23.      Parece‑me que estes argumentos são destituídos de pertinência, tendo em conta a jurisprudência do Tribunal de Justiça relativa à articulação entre, por um lado, o poder discricionário da Comissão quanto ao decurso e ao resultado do procedimento pré‑contencioso e, por outro, a necessária protecção do direito de defesa de um Estado‑Membro demandado nos termos do artigo 226.° CE.

24.      Com efeito, é sabido que a Comissão dispõe de liberdade de apreciação não apenas quanto à faculdade de recorrer ao Tribunal de Justiça mas igualmente quanto ao momento que considera oportuno para propor uma acção no Tribunal de Justiça. Este princípio foi formulado pelo Tribunal de Justiça do seguinte modo: «o exercício da acção de declaração de incumprimento pelo Estado [...] não está limitado a um prazo preestabelecido, uma vez que esse processo, devido à sua natureza e ao seu objectivo, dá à Comissão o poder de decidir quais os fundamentos e prazos mais apropriados para pôr fim aos eventuais incumprimentos»  (6) .

- Registos apresentados
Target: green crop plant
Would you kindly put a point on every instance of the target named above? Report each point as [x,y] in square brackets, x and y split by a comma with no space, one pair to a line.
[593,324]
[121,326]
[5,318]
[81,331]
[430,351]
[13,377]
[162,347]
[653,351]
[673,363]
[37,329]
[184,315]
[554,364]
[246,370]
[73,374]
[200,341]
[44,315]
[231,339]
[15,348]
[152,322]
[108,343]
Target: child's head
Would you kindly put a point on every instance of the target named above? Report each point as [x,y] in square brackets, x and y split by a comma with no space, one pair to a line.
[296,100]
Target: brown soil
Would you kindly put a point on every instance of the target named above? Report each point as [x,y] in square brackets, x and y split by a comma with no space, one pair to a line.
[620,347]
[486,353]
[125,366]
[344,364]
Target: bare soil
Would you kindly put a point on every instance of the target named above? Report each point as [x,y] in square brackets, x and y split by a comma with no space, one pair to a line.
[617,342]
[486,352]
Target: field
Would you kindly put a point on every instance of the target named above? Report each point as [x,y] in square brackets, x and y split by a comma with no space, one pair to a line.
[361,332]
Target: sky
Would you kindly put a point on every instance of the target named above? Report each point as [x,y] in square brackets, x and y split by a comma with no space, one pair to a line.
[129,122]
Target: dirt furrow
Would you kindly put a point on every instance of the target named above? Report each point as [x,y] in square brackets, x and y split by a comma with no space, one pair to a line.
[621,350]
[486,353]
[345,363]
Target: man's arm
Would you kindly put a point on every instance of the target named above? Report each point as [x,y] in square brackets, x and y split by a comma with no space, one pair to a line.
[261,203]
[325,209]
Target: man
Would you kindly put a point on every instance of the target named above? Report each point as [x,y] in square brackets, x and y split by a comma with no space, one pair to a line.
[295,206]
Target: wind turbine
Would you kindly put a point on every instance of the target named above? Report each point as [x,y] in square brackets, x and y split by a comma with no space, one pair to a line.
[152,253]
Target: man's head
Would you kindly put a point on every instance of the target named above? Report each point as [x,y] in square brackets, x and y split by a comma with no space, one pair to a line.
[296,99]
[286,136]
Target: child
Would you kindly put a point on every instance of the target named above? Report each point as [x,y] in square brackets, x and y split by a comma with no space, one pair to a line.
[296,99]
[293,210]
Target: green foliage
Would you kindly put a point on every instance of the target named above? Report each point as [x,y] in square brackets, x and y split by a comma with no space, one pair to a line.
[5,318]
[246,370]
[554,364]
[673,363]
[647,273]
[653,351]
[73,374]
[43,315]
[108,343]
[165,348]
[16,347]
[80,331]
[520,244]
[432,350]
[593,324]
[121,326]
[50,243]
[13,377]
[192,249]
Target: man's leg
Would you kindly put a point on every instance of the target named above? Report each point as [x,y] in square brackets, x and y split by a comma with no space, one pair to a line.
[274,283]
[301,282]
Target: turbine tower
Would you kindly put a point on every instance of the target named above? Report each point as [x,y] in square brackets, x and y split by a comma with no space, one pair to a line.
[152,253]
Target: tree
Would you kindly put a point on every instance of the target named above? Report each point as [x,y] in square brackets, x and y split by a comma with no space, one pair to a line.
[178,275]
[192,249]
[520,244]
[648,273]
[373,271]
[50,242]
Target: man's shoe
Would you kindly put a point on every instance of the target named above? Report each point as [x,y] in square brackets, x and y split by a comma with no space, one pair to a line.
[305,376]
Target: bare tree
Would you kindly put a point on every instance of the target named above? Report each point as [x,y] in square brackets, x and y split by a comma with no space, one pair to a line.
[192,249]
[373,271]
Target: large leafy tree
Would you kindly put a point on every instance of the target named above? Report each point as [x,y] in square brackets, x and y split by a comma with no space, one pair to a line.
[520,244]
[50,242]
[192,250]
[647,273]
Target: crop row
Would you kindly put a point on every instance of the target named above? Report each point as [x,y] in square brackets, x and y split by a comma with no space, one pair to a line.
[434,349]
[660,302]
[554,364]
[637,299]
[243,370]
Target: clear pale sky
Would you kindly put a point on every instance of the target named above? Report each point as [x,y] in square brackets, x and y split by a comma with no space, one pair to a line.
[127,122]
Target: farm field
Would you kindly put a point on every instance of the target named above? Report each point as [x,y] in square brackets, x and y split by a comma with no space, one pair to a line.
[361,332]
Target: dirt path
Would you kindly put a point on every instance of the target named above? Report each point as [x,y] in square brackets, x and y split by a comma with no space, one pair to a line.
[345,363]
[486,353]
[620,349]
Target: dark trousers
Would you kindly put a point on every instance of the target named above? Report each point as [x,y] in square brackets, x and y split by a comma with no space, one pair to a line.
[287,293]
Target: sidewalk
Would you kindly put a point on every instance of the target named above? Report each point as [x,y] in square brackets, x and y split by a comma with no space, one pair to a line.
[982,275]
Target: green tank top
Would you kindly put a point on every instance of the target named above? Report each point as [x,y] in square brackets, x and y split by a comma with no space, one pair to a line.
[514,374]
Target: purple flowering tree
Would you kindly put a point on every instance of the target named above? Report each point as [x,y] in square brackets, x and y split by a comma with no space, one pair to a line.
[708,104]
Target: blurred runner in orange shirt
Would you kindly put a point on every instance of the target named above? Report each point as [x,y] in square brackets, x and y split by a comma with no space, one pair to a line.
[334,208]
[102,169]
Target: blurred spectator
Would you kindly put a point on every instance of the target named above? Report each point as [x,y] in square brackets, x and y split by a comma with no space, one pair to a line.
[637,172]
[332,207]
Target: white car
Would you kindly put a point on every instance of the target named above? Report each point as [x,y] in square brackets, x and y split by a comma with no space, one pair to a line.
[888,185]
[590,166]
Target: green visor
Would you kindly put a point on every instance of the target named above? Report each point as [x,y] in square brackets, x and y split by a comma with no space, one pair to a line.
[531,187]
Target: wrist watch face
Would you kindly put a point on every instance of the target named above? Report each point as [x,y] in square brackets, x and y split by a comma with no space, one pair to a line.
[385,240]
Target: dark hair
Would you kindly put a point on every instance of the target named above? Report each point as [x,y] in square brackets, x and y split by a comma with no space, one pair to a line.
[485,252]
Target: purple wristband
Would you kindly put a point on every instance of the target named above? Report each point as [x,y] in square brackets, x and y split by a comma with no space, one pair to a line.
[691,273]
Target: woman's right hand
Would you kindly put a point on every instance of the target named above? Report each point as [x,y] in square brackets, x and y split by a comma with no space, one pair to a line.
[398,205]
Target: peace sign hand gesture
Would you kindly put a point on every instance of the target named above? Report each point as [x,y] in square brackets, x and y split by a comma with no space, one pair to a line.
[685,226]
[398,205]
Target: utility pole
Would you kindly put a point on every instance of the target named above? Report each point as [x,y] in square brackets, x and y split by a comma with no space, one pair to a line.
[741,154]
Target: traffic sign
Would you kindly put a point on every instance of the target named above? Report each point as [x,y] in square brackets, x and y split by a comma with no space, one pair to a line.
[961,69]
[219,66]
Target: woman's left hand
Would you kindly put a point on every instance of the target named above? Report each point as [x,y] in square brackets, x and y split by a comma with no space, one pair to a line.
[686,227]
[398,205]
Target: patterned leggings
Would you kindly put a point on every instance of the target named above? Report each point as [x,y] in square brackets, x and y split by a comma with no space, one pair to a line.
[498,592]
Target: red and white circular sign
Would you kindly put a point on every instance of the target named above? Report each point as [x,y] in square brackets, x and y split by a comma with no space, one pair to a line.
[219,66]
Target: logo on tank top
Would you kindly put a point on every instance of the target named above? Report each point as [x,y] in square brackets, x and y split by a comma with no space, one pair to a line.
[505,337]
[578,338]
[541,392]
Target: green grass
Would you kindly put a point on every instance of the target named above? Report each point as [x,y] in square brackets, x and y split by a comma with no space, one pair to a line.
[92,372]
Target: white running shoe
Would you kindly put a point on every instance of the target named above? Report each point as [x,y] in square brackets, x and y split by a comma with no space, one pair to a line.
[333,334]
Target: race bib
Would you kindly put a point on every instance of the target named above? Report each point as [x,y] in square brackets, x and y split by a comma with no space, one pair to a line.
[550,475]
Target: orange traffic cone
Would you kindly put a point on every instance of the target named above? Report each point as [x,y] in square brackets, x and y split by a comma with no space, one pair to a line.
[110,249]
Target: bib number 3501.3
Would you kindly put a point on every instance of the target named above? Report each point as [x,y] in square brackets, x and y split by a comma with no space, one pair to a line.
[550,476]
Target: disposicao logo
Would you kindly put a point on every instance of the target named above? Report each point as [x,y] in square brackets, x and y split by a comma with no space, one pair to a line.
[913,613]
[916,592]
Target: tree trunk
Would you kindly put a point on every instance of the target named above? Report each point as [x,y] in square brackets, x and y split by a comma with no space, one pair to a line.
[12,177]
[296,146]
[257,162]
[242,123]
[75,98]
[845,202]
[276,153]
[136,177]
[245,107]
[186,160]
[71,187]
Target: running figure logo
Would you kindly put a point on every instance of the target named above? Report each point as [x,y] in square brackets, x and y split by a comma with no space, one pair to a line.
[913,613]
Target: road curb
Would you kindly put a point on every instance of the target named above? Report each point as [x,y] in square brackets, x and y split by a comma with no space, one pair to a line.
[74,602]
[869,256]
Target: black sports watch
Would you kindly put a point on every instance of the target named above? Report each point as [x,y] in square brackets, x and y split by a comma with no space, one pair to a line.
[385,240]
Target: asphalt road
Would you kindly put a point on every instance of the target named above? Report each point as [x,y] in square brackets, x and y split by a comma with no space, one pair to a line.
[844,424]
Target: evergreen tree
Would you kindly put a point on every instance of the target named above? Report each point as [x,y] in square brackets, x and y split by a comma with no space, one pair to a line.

- Exercícios
1. Reescreva o trecho do texto sobre a ação por incumprimento que começa em "23.      Parece‑me que" e termina depois de "do artigo 226.° CE.", trocando "Comissão" por "Comissão Europeia".
2. Prolongue o texto sobre a ação por incumprimento a partir do ponto em que termina.
Não é preciso consultar os registos.

- Respostas
1.
23.      Parece‑me que estes argumentos são destituídos de pertinência, tendo em conta a jurisprudência do Tribunal de Justiça relativa à articulação entre, por um lado, o poder discricionário da Comissão Europeia quanto ao decurso e ao resultado do procedimento pré‑contencioso e, por outro, a necessária protecção do direito de defesa de um Estado‑Membro demandado nos termos do artigo 226.° CE.

2.
25.      Todavia, este princípio conhece uma atenuação nos casos em que «a duração excessiva do processo pré‑contenciosos [...] é susceptível de aumentar, para o Estado demandado em causa, a dificuldade em refutar os argumentos da Comissão e de, desse modo, violar os direitos de defesa»  (7) . Incumbe então ao Estado‑Membro contra o qual a acção por incumprimento foi intentada provar que essa duração do processo pré‑contencioso teve uma incidência negativa sobre a organização da sua defesa.

26.      A este respeito, e sem que o Tribunal de Justiça tenha de tomar posição sobre o carácter excessivo ou não do período que, no caso em apreço, separa a resposta do Estado‑Membro ao parecer fundamentado e a propositura da presente acção, basta, em minha opinião, observar que o Reino da Bélgica não invoca nenhum argumento específico susceptível de demonstrar que esse prazo influenciou o modo como organizou a sua defesa  (8) .

27.      Na realidade, todos os argumentos desenvolvidos pelo Reino da Bélgica vão unicamente no sentido de criticar, por um lado, o exercício pela Comissão da sua liberdade de apreciação quanto à tramitação da acção proposta nos termos do artigo 226.° CE e, por outro, o modo como a preparação dessa acção foi coordenada com a reflexão feita ao nível comunitário sobre uma proposta de regulamentação sobre as promoções das vendas.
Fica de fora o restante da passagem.